(Source records)
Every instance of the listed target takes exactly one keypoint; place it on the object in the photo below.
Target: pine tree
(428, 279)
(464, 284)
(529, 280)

Aim of the exercise: The records above must be reproduced word for word.

Result of the task:
Every instance of the listed target takes exactly one keypoint; place it on the object in the photo below.
Target: pine tree
(428, 279)
(464, 284)
(529, 280)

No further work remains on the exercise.